EXTRACT:
-.-.-

AI Technical Summary

Benefits of technology

The present invention provides a durable fluid manifold that is easy to handle and has a small volume. The flexible member of the manifold includes a plurality of films bonded together by application of heat and pressure without adhesive. The flexible member has at least one fluid inlet, at least one fluid outlet, and at least one fluid channel connecting the inlet to the outlet. The flexible member can be attached to a base or a system for analyzing and examining sample fluids. The invention also provides an arrangement for simplifying the electric wiring of the fluid control devices and a method for manufacturing the fluid manifold.

Problems solved by technology

While these arrangements achieve their intended objectives, they are not free from certain problems and inconveniences.
For example, as fluid manifolds fabricated by micromachining can supply sample fluids only at extremely low flow rates, they may be suitable only for use in research laboratories but not for general users.
Moreover, as feeding sample fluids through microchannels at microflow rates requires high pressure, high-power pumps and valves, such fluid control devices and thus the entire fluid circuit unit tend to be large.
This defeats the purpose of miniaturization and makes the device more costly.
(1) A relatively large pressure is applied to the substrates 105 and 106 during the manufacture of the fluid manifold 102. Accordingly, the substrates 105 and 106 need to be rather thick to prevent damage, limiting the extent to which the size and weight of the manifold 102 can be reduced.
(2) The rigidity of the manifold 102 increases with the thickness of the substrates, which may in turn present certain inconveniences in handling and use of the manifold 102. For example, the added rigidity may make it impossible to bend and mount the manifold 102 on examination equipment with significant curvature.
(3) Since the fluid channels 107 are formed at the interface or junction between the substrates 105 and 106, the distances between the fluid channels 107 and the respective pumps 103 and valves 104 increase correspondingly to the increased thickness of the upper substrate 105. This disadvantageously increases the circuit volume of the manifold 102 and thus the amounts of the samples and reagents required.

-.-.-

MATERIAL:
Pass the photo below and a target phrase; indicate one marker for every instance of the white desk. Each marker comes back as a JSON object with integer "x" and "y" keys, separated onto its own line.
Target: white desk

-.-.-

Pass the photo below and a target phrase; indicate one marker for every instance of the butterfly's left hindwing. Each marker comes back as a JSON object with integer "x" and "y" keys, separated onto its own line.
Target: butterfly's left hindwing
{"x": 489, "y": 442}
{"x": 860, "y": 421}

-.-.-

GIVEN EXERCISE A: According to the manifold text, why do substrates 105 and 106 need to be rather thick? Answer in one to three sentences.
GIVEN EXERCISE B: In the entries, swap "desk" for "table" in the lines starting at the one containing "of the white" and ending at the one containing "Target: white desk". Give back only those lines, with nothing else changed.

SOLUTION A: A relatively large pressure is applied to substrates 105 and 106 while the fluid manifold 102 is manufactured. They must be rather thick so that this pressure does not damage them.

SOLUTION B:
Pass the photo below and a target phrase; indicate one marker for every instance of the white table. Each marker comes back as a JSON object with integer "x" and "y" keys, separated onto its own line.
Target: white table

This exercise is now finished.